=== WHAT IS NEEDED ===
Give back an exact copy of the lines below, from the first through the line with "x=278, y=416"; please stop there.

- - -

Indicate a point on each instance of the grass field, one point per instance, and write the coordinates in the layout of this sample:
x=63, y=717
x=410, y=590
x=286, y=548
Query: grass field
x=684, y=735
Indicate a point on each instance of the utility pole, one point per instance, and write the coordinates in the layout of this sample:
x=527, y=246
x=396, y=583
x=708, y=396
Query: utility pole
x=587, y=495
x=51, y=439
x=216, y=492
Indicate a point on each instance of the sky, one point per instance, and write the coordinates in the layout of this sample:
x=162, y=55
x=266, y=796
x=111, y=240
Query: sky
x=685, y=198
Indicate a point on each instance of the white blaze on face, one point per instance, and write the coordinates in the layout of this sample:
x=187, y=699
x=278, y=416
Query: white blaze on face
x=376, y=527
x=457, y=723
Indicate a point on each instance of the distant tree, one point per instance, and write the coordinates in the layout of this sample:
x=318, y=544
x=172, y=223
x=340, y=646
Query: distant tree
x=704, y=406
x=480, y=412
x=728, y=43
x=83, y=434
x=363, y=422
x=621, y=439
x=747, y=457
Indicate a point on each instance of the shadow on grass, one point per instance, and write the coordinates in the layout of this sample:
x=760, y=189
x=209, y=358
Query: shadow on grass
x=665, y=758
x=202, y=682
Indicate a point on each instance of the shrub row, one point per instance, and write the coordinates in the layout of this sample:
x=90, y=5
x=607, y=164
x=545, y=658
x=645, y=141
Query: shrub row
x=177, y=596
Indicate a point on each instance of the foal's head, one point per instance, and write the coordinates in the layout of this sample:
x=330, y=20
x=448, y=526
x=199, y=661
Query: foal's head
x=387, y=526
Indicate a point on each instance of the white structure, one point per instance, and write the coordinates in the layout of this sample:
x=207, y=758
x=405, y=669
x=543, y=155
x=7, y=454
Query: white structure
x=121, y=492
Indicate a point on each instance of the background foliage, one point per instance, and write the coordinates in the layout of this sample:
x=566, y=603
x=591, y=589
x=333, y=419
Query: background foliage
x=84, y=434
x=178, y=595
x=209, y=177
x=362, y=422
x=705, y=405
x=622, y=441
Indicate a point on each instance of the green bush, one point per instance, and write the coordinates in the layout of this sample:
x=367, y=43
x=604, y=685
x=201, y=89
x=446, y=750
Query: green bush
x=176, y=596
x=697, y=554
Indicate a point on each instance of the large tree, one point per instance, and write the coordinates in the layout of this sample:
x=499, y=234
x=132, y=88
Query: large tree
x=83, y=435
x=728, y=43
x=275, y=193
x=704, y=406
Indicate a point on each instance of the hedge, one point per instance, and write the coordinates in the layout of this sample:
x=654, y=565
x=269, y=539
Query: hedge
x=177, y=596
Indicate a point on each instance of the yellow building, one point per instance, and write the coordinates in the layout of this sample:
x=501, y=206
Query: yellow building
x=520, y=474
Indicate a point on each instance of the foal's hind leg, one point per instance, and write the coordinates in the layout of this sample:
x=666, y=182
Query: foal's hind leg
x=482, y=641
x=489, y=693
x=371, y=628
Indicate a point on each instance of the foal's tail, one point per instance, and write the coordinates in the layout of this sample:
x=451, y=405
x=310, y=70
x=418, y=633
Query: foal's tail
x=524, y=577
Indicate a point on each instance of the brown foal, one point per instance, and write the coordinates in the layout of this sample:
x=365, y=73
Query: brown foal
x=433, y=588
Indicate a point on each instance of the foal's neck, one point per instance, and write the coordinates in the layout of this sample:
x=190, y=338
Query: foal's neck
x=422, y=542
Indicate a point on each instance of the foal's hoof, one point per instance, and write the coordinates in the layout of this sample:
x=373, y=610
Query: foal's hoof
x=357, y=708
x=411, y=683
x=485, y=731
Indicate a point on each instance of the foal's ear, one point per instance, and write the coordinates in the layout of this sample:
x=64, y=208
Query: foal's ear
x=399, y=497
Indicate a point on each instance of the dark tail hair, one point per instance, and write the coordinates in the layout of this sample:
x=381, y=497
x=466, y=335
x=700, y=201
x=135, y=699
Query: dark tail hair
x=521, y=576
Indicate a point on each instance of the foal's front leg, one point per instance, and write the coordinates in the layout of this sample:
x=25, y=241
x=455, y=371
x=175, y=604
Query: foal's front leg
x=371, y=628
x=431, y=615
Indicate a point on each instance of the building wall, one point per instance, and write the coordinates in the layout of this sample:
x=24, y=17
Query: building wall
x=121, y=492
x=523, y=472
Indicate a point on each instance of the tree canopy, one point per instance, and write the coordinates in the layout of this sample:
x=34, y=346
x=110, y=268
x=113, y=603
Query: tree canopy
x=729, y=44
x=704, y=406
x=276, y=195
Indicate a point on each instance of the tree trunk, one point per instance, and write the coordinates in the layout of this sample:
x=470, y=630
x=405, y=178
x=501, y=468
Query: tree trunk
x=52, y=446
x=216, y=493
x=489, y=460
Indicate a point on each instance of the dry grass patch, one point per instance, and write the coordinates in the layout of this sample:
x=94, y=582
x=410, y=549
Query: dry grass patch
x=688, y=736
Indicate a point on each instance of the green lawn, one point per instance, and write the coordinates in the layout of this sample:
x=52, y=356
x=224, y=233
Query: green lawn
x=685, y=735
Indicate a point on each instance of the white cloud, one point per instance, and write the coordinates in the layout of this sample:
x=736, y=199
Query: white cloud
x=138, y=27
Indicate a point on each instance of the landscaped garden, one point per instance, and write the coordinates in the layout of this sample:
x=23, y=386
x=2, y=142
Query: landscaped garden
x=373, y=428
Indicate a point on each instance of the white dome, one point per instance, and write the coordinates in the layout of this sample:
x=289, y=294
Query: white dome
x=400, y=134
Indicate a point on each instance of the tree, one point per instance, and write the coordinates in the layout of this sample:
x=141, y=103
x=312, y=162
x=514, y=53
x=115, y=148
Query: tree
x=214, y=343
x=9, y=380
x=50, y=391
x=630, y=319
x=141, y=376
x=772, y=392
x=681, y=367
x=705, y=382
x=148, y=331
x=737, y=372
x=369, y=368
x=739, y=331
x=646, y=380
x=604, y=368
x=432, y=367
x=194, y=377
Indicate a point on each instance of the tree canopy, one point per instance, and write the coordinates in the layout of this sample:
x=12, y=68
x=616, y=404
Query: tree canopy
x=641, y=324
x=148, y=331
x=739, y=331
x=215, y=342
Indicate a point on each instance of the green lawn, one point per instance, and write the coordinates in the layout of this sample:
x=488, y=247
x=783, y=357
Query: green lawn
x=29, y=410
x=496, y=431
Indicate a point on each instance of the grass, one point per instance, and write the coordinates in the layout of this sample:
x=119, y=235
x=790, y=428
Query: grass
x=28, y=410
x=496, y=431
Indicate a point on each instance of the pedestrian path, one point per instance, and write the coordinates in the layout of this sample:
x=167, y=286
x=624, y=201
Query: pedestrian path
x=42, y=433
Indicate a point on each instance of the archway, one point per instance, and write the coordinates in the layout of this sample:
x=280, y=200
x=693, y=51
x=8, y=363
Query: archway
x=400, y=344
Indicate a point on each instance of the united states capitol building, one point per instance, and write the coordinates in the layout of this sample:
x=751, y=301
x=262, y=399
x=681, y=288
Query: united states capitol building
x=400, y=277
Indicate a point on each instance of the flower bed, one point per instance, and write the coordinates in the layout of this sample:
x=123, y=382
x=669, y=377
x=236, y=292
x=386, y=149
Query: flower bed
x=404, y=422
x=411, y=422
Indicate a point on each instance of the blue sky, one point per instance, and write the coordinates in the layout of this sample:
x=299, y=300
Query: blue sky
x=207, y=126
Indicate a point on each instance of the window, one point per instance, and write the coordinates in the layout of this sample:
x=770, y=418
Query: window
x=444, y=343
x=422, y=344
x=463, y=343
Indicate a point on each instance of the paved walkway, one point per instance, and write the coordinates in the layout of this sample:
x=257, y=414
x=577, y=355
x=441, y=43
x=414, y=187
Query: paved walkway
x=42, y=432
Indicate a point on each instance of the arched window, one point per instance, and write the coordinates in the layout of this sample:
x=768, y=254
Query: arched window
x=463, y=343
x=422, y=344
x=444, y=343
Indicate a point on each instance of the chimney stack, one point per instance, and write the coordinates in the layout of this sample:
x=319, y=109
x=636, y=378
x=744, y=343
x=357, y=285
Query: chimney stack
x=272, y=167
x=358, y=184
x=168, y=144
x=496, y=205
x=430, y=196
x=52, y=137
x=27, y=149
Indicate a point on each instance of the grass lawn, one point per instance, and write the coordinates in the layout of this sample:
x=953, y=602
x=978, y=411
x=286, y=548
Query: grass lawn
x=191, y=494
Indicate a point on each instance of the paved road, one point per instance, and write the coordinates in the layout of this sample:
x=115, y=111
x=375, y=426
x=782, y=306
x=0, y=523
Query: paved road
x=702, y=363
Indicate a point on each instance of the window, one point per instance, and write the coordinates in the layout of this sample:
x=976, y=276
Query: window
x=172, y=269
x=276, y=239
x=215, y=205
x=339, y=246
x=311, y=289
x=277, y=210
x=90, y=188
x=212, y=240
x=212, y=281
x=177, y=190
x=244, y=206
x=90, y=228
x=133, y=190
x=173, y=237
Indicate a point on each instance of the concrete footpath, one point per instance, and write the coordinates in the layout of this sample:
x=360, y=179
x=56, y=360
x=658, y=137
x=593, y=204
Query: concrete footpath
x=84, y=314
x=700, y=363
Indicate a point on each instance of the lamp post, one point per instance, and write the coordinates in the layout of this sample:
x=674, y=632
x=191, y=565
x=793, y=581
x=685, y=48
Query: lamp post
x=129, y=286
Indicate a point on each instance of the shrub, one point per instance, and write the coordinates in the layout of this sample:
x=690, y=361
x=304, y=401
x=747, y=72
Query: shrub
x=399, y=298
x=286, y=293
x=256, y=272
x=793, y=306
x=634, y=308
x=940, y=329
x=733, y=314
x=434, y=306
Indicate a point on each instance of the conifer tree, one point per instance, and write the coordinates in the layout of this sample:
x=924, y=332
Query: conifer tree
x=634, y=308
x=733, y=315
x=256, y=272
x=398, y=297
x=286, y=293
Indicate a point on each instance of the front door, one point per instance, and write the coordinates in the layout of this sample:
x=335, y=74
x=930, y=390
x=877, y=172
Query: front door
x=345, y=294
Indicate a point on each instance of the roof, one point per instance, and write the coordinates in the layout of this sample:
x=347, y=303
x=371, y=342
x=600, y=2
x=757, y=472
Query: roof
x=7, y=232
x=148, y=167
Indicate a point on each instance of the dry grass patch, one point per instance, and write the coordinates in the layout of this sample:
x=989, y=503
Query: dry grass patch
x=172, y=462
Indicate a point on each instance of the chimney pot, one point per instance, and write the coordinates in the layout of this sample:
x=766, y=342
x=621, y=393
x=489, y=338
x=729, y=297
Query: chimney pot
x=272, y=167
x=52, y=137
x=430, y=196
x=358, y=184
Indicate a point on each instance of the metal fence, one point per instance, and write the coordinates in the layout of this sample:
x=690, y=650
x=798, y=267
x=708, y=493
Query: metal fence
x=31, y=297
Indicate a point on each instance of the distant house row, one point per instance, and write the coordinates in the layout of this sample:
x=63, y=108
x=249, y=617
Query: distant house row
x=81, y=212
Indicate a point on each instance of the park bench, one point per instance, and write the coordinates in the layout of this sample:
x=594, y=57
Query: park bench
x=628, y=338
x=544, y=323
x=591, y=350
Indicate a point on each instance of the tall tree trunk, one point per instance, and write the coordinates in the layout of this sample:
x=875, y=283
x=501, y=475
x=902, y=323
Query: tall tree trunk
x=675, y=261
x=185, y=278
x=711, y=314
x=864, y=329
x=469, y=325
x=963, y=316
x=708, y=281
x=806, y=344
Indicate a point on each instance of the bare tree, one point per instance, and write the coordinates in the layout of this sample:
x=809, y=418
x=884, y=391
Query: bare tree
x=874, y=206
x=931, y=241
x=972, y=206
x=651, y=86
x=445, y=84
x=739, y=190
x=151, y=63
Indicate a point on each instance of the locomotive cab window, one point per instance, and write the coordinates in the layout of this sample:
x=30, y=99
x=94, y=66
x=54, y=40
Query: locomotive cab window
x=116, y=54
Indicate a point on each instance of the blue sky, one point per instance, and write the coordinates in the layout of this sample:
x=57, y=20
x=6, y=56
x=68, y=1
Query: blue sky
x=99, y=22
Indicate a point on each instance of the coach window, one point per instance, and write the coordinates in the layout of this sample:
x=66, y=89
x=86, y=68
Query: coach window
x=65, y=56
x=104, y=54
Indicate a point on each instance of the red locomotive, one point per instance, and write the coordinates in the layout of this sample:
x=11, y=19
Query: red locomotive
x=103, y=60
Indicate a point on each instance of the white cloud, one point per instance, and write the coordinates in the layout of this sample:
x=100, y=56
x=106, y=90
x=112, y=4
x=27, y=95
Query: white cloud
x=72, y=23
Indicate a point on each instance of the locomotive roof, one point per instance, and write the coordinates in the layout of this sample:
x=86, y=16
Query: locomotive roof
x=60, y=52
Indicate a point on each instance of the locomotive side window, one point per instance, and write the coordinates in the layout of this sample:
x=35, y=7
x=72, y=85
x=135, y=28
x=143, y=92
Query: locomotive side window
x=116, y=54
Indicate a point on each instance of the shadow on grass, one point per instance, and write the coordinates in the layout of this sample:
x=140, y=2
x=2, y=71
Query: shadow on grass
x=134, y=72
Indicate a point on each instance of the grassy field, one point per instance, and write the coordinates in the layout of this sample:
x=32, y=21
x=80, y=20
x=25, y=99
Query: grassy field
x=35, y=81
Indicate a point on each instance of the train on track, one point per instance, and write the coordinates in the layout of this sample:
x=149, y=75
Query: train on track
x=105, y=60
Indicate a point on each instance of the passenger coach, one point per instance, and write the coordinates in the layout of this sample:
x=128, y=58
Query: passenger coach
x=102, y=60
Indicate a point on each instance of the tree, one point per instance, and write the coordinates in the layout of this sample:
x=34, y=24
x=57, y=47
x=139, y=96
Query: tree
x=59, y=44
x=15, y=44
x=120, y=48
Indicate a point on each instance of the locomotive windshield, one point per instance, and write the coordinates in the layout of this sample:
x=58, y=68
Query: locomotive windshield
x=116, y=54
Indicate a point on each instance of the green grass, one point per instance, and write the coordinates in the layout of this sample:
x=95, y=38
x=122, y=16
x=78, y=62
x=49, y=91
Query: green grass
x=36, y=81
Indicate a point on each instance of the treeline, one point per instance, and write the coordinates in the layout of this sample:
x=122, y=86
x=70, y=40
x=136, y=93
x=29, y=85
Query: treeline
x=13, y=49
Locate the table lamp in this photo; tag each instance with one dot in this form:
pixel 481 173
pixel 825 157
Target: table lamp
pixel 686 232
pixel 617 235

- - -

=== RESULT ===
Indicate a point on each instance of the grass field, one point per instance, and write the coordinates in the layout of this sample:
x=63, y=717
x=410, y=590
x=286, y=548
Query: grass field
x=684, y=735
Indicate a point on each instance of the utility pole, one point per instance, and write the coordinates in the layout of this sample:
x=527, y=246
x=396, y=583
x=708, y=396
Query: utility pole
x=587, y=495
x=51, y=439
x=216, y=492
Indicate a point on each instance of the sky, one point per instance, and write the coordinates in the layout of this sample:
x=162, y=55
x=266, y=796
x=111, y=240
Query: sky
x=685, y=198
Indicate a point on each instance of the white blaze on face, one point per instance, and write the coordinates in the layout of this sample:
x=187, y=699
x=278, y=416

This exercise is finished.